---------- Stored records

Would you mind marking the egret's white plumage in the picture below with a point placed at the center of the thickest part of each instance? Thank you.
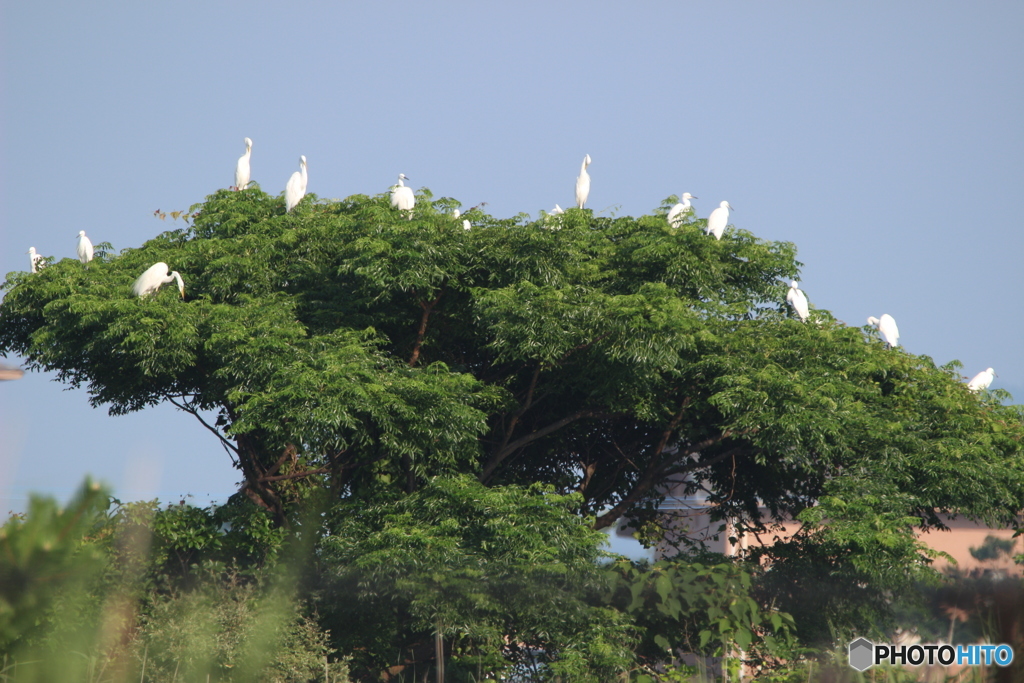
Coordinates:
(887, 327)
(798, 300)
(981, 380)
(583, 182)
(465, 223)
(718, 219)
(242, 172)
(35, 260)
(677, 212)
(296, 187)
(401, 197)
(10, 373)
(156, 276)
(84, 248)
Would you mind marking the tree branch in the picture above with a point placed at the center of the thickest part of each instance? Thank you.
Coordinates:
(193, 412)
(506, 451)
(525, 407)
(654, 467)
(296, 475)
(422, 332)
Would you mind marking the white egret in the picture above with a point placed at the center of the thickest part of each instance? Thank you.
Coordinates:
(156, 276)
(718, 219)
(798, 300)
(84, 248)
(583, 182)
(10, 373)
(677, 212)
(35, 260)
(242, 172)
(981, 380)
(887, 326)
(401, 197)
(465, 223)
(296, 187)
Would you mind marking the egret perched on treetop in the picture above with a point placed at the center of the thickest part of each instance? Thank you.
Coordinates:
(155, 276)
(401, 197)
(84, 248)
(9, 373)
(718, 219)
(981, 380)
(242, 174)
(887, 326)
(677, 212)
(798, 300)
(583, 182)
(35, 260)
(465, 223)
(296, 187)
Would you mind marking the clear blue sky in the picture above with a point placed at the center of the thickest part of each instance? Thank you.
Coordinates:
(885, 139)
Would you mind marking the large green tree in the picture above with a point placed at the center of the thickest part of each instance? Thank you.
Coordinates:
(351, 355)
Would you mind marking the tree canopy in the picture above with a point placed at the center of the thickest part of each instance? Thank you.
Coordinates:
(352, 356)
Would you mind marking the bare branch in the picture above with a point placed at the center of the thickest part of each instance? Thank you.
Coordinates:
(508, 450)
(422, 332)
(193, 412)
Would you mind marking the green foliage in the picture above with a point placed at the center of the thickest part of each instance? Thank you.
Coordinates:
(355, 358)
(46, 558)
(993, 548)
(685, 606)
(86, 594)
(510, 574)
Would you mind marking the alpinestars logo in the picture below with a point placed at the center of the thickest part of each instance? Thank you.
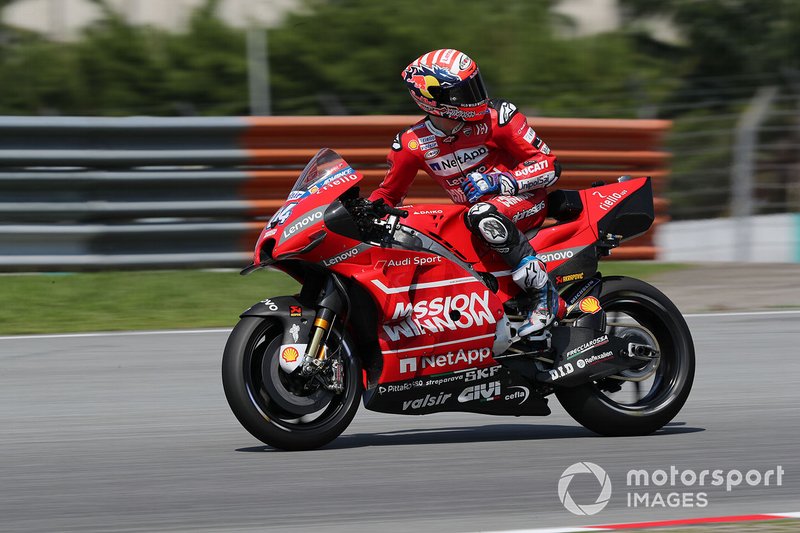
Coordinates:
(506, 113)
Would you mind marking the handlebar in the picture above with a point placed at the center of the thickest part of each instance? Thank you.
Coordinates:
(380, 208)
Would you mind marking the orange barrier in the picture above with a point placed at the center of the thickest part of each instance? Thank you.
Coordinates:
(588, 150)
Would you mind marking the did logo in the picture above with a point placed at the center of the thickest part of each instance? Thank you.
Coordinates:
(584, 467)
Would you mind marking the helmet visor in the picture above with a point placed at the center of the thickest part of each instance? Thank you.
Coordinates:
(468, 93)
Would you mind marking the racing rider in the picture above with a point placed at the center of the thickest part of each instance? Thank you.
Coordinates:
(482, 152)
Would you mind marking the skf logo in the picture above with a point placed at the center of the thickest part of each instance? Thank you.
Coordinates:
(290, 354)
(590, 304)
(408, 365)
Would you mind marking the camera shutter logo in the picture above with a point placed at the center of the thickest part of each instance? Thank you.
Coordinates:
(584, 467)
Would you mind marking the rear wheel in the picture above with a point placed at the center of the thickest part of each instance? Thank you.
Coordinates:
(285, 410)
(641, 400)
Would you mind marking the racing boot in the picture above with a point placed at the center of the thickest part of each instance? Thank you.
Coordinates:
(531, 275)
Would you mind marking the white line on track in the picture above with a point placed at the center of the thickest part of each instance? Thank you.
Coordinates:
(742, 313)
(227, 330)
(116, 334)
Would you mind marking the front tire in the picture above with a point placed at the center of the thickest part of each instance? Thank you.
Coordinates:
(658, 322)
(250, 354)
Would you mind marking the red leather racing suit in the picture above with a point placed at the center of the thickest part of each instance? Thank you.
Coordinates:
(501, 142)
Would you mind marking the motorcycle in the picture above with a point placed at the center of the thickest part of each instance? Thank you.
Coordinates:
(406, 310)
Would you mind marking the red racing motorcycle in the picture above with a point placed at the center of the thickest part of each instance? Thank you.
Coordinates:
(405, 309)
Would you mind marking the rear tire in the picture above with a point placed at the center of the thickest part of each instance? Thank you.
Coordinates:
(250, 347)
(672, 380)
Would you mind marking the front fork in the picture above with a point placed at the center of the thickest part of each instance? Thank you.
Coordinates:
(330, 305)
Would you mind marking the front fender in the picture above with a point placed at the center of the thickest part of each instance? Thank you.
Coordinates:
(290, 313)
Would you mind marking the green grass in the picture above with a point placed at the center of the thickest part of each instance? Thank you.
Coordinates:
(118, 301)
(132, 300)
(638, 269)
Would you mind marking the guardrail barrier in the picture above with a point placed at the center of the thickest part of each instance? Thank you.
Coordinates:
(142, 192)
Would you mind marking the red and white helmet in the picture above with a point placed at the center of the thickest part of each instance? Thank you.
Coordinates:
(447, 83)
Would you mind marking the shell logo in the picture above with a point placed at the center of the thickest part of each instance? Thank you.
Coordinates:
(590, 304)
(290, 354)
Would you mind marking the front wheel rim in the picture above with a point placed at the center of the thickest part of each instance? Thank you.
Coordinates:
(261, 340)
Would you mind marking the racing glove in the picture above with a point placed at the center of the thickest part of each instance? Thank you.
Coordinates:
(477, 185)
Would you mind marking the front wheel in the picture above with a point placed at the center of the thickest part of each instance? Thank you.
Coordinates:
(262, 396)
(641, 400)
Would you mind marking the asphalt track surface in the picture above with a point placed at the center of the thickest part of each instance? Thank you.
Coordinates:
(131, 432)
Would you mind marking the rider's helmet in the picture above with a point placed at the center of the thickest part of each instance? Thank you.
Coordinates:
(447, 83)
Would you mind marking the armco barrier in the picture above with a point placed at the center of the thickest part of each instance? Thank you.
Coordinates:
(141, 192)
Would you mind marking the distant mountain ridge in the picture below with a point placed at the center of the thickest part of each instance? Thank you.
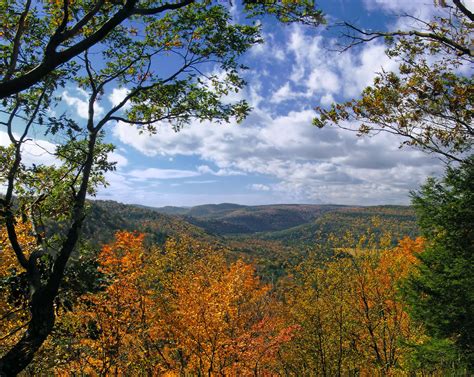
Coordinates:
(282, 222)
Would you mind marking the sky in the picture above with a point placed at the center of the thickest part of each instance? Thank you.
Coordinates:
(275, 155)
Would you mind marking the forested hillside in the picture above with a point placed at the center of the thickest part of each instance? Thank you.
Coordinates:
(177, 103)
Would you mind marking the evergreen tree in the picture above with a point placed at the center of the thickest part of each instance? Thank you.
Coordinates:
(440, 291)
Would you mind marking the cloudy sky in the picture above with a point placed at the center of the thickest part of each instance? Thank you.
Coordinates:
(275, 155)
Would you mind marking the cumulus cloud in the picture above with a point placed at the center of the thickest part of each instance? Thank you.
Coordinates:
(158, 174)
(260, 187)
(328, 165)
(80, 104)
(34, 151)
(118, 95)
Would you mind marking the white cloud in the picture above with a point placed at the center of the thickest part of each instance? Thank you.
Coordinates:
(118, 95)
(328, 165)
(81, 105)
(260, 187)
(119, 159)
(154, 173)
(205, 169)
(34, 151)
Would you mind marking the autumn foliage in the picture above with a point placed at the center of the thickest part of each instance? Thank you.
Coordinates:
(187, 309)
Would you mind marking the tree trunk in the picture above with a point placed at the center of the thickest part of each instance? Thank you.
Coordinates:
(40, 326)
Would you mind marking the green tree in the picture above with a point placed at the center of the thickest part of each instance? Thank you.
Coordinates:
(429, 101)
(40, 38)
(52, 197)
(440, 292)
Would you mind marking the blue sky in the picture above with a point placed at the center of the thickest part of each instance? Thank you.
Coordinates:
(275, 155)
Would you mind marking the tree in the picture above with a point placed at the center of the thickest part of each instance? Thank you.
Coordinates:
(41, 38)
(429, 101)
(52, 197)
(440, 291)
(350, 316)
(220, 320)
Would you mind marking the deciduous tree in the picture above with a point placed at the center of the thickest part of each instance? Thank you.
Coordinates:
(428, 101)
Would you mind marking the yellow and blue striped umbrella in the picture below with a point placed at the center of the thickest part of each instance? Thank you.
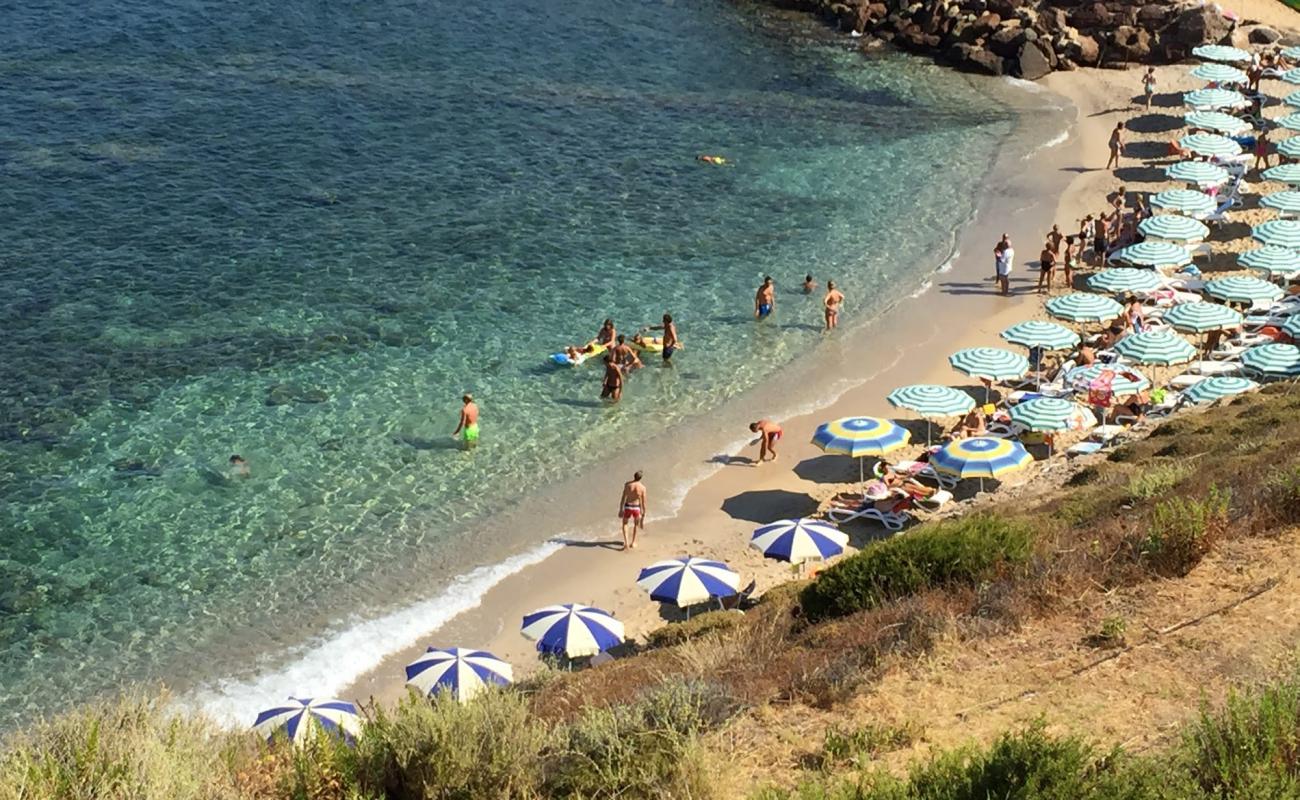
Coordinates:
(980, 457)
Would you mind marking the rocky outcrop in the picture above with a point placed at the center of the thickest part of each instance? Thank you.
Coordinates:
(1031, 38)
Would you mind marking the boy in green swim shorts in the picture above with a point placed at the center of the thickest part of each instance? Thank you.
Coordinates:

--------------------

Instructions to follow:
Begin at the line that has "Would you mind marking the white cloud" and stop after the last line of the records, writing each of those lines out again with the requests included, and shift every coordinate number up by 94. Leave the pictures out of the answer.

Answer to this exercise:
Would you mind marking the white cloud in the picture above with a point placed at the center of the thickest part of each instance? Thank you.
Coordinates:
(212, 189)
(422, 259)
(175, 199)
(354, 281)
(213, 253)
(248, 267)
(299, 263)
(128, 245)
Would you mind marking the autumn foliage in the picture above with a point placed at the center of the thickest part of each instance? Thank you.
Coordinates:
(281, 403)
Would you mind marking the tree trunk in the picture above with a point placed at the center of the thickest part of each instance? Thank you.
Coordinates:
(134, 420)
Would you mind marking the green tree in the picture above with a point placed at the center of the thickest part of each instance? Thank you.
Coordinates:
(523, 195)
(134, 132)
(146, 291)
(534, 386)
Would you mind marking the blue sky in the picture above with a point placed at the center of the thickest part of each instance? Thank you.
Coordinates:
(369, 249)
Would you mind marking the tree in the picture above with a point placed at the center of the thickest part of each instance? Thank you.
Coordinates:
(135, 132)
(523, 195)
(146, 291)
(534, 385)
(444, 410)
(314, 414)
Would you mind marking the deciduous tree in the picture above with a point placed at the center of the thickest part of each instance? Thank you.
Coordinates:
(522, 195)
Would you mind marking the yellow and blue striped umbrella in the picture below with a point placed at the center of the thickest part of each instance? Thank you.
Coordinates:
(1074, 551)
Would you mind marking the rocky outcrop in the picture above with a point placed at the center of the thickest part of each instance? Thank you.
Coordinates:
(1125, 132)
Would you mind marking the boy in green swim shorts in the picture above with a point placed at the center of the thickest part of each instance? Thank you.
Coordinates:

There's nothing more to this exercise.